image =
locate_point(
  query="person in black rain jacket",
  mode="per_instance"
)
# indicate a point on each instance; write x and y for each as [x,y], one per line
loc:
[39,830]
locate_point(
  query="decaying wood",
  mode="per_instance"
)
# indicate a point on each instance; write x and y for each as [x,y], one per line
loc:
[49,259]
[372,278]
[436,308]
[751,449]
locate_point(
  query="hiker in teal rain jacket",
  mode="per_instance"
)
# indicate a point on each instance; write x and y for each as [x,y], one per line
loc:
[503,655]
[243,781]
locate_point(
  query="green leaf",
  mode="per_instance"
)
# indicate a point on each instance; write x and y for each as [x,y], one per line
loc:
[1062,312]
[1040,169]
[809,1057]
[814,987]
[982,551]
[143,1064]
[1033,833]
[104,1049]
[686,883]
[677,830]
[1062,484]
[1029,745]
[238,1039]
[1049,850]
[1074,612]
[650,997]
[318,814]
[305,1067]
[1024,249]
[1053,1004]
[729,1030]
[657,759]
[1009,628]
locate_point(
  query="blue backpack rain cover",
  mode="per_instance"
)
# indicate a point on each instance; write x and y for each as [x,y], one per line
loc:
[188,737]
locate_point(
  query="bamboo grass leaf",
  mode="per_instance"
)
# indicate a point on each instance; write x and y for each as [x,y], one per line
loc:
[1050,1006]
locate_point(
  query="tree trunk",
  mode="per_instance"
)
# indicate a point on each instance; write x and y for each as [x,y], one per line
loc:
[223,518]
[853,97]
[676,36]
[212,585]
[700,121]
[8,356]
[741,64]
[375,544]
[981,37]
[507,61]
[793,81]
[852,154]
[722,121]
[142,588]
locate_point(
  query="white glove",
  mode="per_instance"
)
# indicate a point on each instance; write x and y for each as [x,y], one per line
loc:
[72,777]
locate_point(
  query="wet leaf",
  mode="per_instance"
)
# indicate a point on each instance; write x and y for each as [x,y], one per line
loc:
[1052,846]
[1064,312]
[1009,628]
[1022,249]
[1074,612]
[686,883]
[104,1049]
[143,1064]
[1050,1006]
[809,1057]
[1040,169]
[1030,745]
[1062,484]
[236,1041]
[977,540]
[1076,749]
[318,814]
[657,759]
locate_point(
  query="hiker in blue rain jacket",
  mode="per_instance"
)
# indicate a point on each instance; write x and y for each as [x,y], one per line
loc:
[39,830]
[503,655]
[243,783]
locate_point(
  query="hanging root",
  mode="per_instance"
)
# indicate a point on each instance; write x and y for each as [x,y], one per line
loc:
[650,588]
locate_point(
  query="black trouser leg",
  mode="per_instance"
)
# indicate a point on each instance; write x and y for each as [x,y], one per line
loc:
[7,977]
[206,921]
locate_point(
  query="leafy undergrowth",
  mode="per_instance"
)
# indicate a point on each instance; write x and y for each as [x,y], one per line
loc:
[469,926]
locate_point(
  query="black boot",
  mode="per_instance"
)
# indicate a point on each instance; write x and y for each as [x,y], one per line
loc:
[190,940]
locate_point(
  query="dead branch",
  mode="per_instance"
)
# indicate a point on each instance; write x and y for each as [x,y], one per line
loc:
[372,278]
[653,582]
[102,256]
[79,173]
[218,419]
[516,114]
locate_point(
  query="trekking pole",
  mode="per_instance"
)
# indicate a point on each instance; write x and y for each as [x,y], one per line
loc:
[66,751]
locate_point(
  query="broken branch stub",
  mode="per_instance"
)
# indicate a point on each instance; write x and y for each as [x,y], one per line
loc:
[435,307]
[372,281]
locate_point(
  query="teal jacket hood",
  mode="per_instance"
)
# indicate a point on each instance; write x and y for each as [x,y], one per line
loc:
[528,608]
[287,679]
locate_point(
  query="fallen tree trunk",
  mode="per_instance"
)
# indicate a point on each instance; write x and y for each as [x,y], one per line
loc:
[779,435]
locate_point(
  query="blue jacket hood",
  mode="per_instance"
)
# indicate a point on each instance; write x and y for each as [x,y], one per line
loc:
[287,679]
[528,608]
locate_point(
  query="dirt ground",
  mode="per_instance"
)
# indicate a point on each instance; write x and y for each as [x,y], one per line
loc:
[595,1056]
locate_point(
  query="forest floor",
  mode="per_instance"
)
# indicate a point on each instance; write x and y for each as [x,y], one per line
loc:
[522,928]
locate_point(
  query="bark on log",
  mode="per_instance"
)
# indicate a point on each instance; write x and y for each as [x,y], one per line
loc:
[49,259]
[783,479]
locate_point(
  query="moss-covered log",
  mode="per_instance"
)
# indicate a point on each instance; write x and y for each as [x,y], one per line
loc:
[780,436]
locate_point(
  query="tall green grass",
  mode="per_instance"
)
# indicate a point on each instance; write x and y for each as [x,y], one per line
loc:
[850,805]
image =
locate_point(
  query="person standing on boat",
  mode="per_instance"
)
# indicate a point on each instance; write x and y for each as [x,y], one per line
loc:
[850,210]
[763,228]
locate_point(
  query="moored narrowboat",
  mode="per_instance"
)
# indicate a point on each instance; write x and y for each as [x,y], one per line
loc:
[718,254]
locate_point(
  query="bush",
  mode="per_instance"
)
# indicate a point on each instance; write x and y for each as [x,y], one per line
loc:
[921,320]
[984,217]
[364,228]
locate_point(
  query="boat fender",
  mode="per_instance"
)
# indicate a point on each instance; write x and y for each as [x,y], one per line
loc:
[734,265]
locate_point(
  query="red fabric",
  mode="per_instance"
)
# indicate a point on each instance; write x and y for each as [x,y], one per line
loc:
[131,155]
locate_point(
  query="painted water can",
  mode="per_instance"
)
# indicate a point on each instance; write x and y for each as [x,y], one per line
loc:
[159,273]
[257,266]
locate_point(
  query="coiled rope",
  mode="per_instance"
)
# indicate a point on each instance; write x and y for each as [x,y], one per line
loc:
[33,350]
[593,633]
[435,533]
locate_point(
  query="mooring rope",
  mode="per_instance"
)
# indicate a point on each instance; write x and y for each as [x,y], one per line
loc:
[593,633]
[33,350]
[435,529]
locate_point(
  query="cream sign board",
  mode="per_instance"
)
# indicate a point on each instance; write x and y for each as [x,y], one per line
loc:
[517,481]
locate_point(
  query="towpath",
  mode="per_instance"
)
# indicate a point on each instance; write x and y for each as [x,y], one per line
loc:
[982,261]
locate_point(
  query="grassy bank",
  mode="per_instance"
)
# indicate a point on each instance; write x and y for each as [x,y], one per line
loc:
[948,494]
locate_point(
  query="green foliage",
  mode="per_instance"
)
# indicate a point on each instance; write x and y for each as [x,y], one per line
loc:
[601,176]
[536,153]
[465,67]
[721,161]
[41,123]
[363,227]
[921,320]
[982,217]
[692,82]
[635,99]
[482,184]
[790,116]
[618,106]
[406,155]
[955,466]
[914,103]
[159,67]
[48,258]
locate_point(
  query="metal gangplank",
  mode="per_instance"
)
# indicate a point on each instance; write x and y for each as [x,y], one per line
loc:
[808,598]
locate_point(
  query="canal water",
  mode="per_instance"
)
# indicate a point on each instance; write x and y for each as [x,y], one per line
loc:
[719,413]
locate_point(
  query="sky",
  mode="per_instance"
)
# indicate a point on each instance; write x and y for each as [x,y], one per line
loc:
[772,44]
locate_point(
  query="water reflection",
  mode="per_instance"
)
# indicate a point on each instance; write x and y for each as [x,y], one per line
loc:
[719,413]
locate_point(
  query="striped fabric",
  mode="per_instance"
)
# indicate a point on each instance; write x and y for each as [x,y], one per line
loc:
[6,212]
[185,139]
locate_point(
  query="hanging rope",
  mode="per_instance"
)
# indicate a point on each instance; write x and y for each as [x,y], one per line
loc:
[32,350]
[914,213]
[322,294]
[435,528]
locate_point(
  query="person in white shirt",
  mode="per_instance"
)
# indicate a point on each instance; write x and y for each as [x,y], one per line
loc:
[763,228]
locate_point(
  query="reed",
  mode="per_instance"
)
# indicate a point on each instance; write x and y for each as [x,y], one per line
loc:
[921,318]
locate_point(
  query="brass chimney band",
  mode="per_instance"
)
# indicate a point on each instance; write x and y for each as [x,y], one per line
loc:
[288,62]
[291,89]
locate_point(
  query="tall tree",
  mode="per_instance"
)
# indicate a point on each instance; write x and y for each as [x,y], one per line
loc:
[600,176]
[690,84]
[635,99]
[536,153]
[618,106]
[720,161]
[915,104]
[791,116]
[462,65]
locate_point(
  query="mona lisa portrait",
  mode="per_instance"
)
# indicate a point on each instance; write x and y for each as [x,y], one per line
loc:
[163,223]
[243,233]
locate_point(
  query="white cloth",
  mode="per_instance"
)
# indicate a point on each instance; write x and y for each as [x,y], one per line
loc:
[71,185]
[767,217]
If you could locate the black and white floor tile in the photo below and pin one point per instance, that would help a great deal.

::::::::

Locate each line in the items above that contains the string "teal" and copy those lines. Case counts when matching.

SOLUTION TO THIS EXERCISE —
  query="hiker in teal rain jacket",
  query="teal jacket hood",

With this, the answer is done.